■ Set problem A
Based on the page about the CDA XML parser tool, do these statements agree with it? Answer yes or no for each, and quote the words that decide it. (i) The tool saves the data it extracts in a database. (ii) The source code for the tool is written in Java. (iii) The config.group.group property describes nested tables.

This is an open source tool freely available for anyone to use. The C# source code is also available for anyone to download and configure. This tool extracts discrete data from standard CDA XML files, such as eICR and QRDA files, and stores these data elements in a database. Additionally, the parser is configurable to enable/disable schema (.xsd) and schematron (.sch) validation against provided validation files.
The structure of the MS Access DB and where the data for each table/column comes from in the XML files is defined in a MappingConfig.xml
file.
Example:
<config tableName="document">
<namespace prefix="cda" uri="urn:hl7-org:v3" />
<column name="colName">XPATH</column>
<group tableName="author" columnPrefix="author" contex="XPATH">
<column name="colName">XPATH</column>
<!-- nested groups -->
</group>
</config>
Config Property | Description |
---|---|
config | This is the root element for the entire XML configuration. This represents each XML document processed by the tool. |
config.tableName | The table in the MDB that should hold document-level information. |
config.namespace | Namespace definitions that are used to process XPATH. If XPATH includes namespaces, the namespaces should be defined here. |
config.column, group.column | A column in a table. For config.column, XPATH is in the context of the entire document. For group.column the context is within the context specified for the group. |
config.group | A table that is related to the document table. Data within this table is based on the data specified within the context attribute. |
config.group.group | Nested tables, related to the parent table. |
A CLI is available to run the tool from the command line (or automatically from another process).

■ Input rows
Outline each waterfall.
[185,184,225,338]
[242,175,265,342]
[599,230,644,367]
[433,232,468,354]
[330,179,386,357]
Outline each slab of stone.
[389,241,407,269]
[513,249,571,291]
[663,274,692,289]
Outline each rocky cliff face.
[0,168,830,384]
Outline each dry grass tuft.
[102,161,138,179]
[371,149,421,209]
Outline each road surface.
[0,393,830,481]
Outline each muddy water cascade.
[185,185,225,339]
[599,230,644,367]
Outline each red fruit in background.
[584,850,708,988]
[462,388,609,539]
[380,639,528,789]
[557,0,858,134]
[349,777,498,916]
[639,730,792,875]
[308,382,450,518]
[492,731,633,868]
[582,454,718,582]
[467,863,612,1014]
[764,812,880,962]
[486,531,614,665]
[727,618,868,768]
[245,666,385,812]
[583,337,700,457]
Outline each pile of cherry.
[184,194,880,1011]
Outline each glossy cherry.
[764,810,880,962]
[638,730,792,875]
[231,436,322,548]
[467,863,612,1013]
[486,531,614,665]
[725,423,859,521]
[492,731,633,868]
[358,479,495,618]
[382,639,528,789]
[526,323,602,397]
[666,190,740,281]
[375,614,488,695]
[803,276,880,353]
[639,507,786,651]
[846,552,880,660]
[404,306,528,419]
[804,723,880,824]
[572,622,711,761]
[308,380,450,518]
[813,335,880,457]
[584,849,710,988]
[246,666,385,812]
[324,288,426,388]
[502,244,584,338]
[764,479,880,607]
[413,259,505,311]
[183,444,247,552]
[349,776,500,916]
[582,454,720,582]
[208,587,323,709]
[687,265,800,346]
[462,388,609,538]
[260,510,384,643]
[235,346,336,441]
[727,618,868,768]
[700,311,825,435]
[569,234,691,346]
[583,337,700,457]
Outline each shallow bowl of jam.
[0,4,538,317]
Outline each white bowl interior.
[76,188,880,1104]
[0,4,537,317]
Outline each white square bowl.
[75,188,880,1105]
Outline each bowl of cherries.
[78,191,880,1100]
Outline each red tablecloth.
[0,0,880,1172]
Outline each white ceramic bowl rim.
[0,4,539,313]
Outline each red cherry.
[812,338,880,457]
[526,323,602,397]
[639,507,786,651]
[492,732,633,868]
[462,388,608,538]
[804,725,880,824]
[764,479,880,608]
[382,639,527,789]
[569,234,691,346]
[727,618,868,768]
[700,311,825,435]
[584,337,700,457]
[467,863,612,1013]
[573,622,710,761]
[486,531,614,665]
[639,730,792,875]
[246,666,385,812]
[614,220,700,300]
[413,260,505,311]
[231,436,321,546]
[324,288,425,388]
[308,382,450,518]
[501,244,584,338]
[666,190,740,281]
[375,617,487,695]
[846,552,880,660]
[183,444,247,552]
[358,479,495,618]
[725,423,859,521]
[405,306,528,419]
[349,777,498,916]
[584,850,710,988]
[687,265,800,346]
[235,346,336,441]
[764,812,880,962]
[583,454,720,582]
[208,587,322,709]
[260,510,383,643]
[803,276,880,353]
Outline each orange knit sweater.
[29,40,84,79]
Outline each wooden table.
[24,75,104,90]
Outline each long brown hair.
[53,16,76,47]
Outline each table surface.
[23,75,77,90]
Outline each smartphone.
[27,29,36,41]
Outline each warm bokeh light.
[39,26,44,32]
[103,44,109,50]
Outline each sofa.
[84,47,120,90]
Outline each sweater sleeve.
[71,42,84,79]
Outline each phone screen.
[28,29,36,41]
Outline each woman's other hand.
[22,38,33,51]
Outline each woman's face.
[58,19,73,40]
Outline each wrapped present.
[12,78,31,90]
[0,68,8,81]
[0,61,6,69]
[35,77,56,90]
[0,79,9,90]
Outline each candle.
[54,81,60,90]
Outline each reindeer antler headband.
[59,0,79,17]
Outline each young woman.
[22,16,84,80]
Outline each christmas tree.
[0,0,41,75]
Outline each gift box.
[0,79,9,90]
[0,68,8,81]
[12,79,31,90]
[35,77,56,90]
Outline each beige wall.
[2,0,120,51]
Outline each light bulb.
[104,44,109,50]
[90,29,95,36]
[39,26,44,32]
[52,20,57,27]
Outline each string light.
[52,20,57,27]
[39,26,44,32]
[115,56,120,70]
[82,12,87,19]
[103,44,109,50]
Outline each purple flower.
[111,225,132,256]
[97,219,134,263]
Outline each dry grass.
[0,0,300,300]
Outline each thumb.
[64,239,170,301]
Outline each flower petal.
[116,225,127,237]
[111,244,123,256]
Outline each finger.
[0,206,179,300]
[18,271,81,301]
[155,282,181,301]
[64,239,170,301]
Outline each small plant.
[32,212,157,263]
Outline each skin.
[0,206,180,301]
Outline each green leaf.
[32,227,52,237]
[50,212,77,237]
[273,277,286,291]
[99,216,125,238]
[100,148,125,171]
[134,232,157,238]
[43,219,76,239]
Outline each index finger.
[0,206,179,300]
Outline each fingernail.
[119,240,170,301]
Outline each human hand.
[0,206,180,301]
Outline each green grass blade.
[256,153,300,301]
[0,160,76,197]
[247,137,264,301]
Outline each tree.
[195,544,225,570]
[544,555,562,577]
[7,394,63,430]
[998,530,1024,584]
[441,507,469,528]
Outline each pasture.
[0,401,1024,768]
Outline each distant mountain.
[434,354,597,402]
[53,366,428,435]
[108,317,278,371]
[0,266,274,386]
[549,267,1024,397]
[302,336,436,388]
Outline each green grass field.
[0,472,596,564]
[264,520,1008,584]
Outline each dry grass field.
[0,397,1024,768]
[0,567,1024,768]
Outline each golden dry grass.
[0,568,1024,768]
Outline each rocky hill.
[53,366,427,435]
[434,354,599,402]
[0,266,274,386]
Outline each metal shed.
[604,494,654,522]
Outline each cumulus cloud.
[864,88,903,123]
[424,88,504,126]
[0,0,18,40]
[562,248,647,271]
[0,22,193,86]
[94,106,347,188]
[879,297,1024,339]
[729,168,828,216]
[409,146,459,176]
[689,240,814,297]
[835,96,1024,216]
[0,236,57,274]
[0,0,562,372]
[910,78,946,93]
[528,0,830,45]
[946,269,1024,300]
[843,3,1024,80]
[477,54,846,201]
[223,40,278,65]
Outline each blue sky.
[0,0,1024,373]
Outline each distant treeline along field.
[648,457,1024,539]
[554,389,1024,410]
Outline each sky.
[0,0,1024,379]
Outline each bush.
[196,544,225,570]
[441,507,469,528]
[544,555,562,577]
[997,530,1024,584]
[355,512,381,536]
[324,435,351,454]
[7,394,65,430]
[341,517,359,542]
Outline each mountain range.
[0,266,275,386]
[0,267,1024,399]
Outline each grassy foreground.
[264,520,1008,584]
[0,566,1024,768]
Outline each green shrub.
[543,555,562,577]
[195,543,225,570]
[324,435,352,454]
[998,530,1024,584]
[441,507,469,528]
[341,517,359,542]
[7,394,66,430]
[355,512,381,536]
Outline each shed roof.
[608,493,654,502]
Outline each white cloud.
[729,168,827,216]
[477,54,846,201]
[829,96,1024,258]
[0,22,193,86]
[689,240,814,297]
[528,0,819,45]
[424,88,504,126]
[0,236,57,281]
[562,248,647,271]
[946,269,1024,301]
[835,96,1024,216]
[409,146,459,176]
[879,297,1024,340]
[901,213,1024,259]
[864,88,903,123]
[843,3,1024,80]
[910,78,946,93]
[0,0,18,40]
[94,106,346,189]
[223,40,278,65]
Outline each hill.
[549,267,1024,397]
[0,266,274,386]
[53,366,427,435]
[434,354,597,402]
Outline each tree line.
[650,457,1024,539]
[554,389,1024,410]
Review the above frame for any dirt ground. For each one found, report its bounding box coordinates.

■ Set problem B
Lay out the lines of the entries as a JSON list of strings, one string per line and with blank lines left out. Include everything from the line containing "Outline each hill." down to the end of the entries.

■ Exercise response A
(i) Yes: "stores these data elements in a database"
(ii) No: "The C# source code is also available for anyone to download and configure."
(iii) Yes: "Nested tables, related to the parent table."

■ Exercise response B
[
  "Outline each hill.",
  "[549,267,1024,397]",
  "[0,266,274,386]",
  "[53,366,427,435]",
  "[434,354,597,402]",
  "Outline each tree line.",
  "[650,457,1024,539]",
  "[554,389,1024,410]",
  "Review the above frame for any dirt ground. For each one found, report its bounding box coordinates."
]